::: Data listing
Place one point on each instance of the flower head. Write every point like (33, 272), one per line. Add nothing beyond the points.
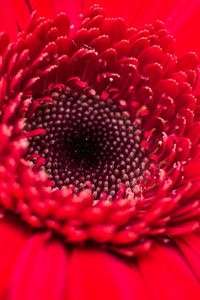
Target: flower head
(99, 155)
(100, 132)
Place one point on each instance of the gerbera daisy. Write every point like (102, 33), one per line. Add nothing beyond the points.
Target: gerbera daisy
(99, 159)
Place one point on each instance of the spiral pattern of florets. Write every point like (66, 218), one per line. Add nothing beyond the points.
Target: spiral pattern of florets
(100, 132)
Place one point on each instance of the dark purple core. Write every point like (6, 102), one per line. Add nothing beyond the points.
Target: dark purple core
(88, 140)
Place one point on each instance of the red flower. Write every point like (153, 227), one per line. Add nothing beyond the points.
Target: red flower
(99, 165)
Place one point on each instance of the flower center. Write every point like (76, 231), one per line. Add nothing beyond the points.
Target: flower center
(88, 141)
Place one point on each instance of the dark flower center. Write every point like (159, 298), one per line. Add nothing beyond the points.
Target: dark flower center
(89, 141)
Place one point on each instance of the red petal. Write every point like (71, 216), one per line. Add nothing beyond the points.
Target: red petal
(98, 275)
(168, 276)
(40, 272)
(13, 238)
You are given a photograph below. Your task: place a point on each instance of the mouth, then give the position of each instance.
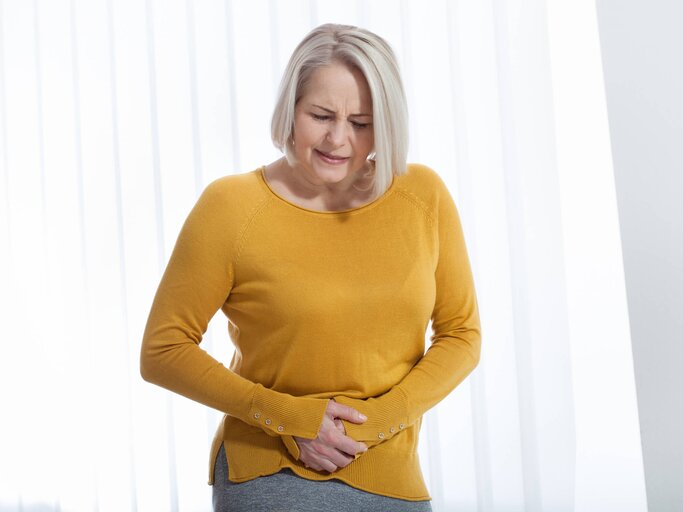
(331, 159)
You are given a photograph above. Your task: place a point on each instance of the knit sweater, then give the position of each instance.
(320, 305)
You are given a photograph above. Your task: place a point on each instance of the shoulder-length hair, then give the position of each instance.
(372, 55)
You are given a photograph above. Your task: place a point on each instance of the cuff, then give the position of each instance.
(387, 416)
(280, 414)
(291, 446)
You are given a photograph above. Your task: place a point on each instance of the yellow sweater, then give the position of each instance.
(320, 305)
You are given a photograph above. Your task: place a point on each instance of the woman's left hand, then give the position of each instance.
(332, 448)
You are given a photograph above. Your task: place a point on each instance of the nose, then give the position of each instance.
(337, 132)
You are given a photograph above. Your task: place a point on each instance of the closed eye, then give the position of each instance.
(357, 125)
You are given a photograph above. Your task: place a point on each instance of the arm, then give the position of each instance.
(195, 284)
(456, 340)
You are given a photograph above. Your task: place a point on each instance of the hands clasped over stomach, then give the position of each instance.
(332, 449)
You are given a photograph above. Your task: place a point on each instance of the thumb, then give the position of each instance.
(345, 412)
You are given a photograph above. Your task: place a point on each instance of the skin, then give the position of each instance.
(327, 121)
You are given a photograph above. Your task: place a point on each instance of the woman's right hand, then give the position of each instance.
(332, 449)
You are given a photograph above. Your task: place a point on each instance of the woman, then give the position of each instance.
(329, 264)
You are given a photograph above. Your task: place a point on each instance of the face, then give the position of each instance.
(333, 133)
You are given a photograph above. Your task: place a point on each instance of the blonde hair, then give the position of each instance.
(374, 58)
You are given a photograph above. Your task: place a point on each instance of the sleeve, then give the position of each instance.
(455, 342)
(195, 284)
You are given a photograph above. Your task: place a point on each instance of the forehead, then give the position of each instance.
(338, 85)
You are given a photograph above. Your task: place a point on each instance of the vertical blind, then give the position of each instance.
(115, 114)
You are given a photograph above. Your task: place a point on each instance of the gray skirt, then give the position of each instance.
(287, 492)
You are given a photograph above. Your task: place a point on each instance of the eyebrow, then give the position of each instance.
(333, 112)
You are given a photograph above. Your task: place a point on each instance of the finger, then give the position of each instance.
(345, 412)
(347, 445)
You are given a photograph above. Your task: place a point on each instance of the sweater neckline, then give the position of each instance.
(332, 213)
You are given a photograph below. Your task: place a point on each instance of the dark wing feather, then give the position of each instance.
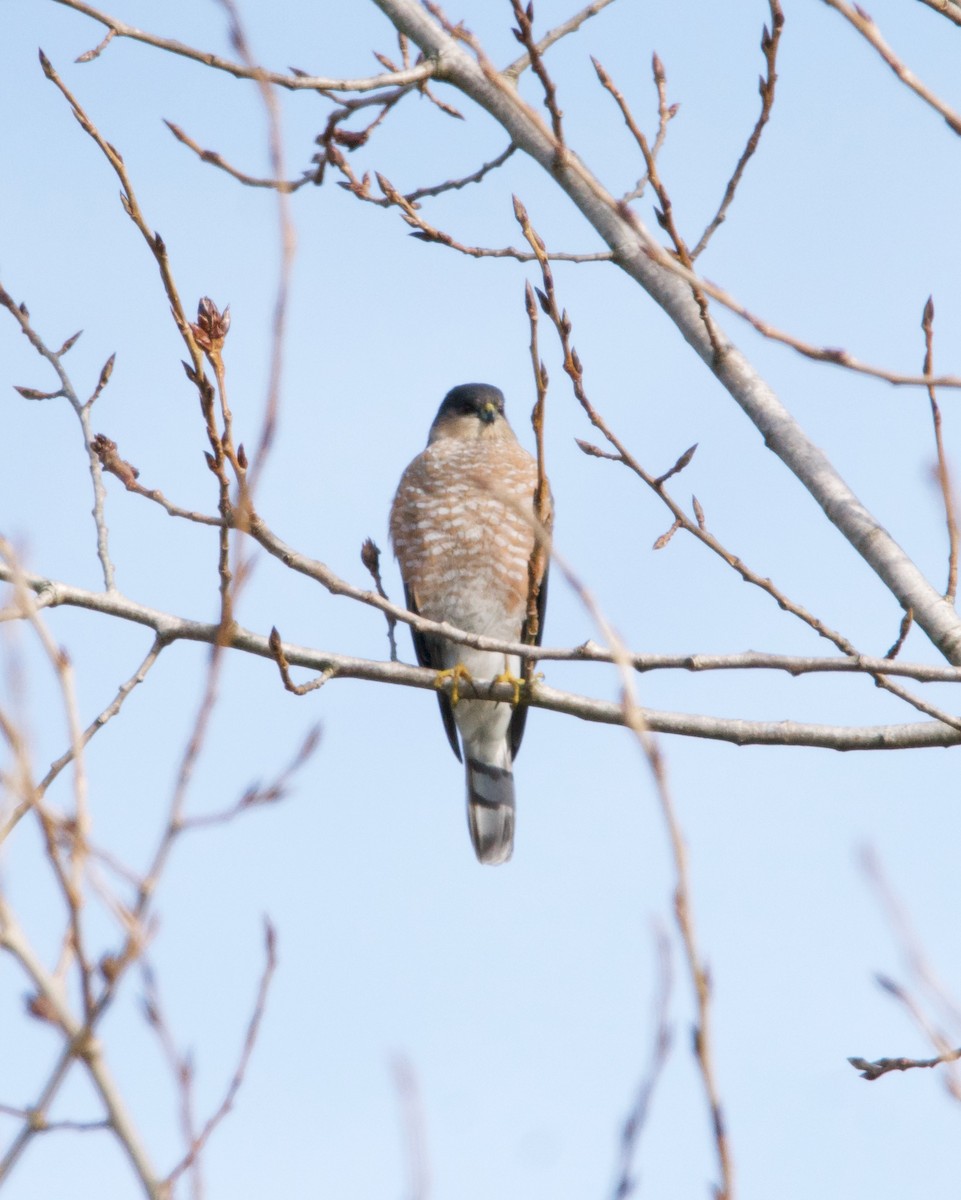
(518, 719)
(428, 655)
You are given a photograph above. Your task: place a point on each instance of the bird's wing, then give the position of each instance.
(518, 719)
(428, 655)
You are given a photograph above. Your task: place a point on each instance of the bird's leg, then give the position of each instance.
(456, 675)
(514, 681)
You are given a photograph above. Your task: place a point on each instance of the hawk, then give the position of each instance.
(463, 531)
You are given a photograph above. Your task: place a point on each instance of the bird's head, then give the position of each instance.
(470, 411)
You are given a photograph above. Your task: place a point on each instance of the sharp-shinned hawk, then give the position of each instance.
(463, 532)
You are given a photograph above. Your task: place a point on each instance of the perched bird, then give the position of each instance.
(463, 532)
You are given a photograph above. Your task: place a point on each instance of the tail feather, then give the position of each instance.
(490, 811)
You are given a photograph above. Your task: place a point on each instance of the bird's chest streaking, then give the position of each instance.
(462, 531)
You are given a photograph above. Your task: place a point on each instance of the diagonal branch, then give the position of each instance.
(640, 257)
(296, 81)
(865, 25)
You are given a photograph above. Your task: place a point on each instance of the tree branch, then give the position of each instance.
(640, 256)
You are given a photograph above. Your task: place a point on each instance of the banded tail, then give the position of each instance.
(490, 811)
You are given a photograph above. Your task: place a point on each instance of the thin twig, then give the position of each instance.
(943, 475)
(294, 82)
(370, 555)
(769, 43)
(97, 724)
(865, 25)
(948, 9)
(217, 160)
(524, 35)
(554, 35)
(634, 1126)
(666, 113)
(82, 408)
(740, 732)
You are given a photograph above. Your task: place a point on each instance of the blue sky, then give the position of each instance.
(520, 997)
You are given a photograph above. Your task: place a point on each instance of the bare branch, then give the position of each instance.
(769, 43)
(865, 25)
(82, 409)
(294, 82)
(236, 1080)
(524, 35)
(217, 160)
(880, 1067)
(569, 27)
(634, 1126)
(666, 113)
(370, 555)
(948, 9)
(667, 282)
(943, 475)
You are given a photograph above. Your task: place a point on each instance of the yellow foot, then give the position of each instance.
(515, 682)
(457, 675)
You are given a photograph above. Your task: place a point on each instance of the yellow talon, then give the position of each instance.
(515, 682)
(455, 673)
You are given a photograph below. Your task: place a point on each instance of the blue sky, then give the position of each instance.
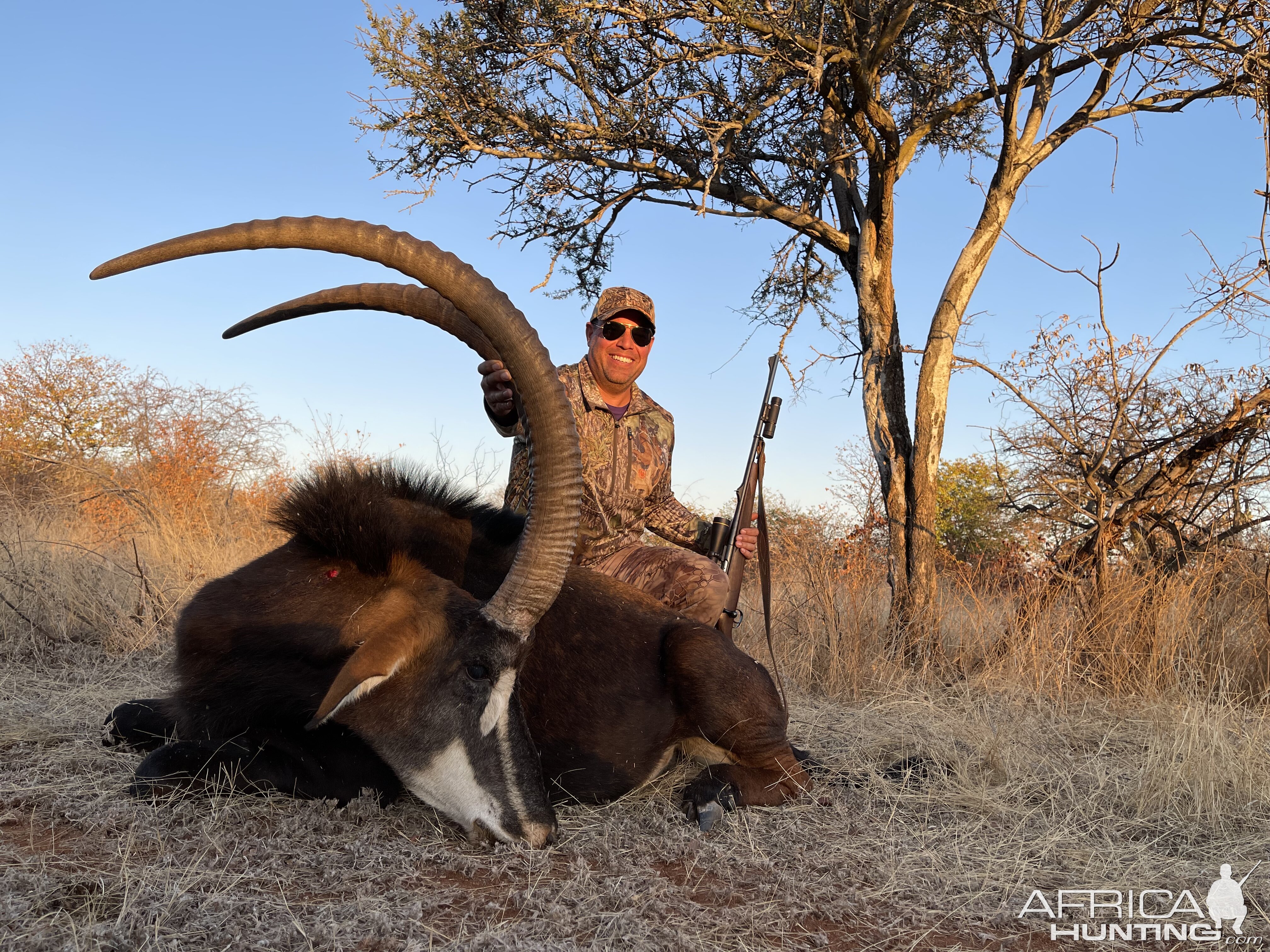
(129, 124)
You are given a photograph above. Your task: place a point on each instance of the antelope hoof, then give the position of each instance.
(708, 815)
(707, 799)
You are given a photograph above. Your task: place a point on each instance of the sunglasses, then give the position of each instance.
(614, 331)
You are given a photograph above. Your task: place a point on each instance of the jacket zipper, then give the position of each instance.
(613, 480)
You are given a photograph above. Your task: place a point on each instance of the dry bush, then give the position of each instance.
(1199, 632)
(120, 494)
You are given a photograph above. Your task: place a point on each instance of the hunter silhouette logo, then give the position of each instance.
(1150, 915)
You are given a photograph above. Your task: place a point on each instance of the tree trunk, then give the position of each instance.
(882, 370)
(920, 627)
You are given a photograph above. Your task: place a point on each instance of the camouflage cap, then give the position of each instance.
(614, 300)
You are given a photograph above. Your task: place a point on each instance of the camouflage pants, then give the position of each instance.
(685, 582)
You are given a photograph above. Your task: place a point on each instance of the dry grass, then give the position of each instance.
(1034, 781)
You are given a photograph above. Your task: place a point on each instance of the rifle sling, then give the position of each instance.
(765, 572)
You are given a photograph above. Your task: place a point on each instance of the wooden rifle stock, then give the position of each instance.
(727, 555)
(737, 567)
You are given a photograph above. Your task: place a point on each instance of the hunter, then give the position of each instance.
(626, 444)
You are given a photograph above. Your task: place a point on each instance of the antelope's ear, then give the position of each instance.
(390, 631)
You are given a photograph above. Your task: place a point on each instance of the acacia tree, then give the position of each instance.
(806, 113)
(1121, 452)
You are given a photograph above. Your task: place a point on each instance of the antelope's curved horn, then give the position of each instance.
(411, 300)
(546, 549)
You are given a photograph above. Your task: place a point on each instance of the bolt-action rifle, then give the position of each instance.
(723, 532)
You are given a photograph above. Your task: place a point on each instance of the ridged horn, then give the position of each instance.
(411, 300)
(546, 549)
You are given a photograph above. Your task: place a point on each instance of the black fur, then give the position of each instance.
(346, 512)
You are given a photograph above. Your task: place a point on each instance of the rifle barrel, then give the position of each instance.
(729, 550)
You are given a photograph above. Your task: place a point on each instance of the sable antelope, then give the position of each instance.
(381, 645)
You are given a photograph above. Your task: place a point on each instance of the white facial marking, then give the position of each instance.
(450, 785)
(505, 749)
(500, 697)
(356, 695)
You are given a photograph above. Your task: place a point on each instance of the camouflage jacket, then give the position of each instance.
(625, 471)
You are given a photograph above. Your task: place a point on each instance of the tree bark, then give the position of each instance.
(919, 630)
(882, 370)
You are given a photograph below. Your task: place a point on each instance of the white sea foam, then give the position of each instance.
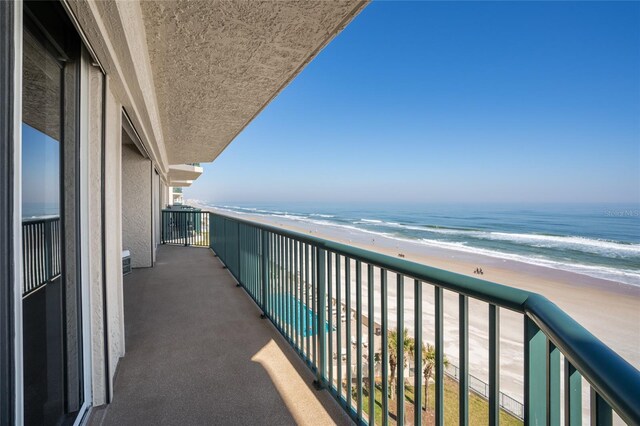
::::::
Exercise prompt: Scan the entries above for the string "like" and copy each line that contains it.

Answer to this exercise:
Place one point on each instance of the flower head. Write every point like (33, 272), one per line. Add nothing beyond the points.
Place one point on each instance of the gerbera daisy. Write every point like (102, 33), one per line. Add nothing beyond the points.
Place one point on each instance of the spiral pattern of florets. Write every point like (66, 218), one per line. Add nothing beyond the points.
Place one point on each instance of the dark purple core. Write every point like (6, 102), one per line. Add nothing beyond the points.
Place one point on each instance of the red flower. Write every point like (153, 227), one per line. Add nothing beyond the points.
Place one point on each instance of the flower center. Write every point like (76, 231), one per line. Add nothing beyond the points.
Place one point on each instance of the dark flower center. Write every point like (159, 298), one per line. Add nothing beyond the points.
Place one point on each instance of the red petal. Write every point like (71, 216), one per line. Add nothing beyond the points.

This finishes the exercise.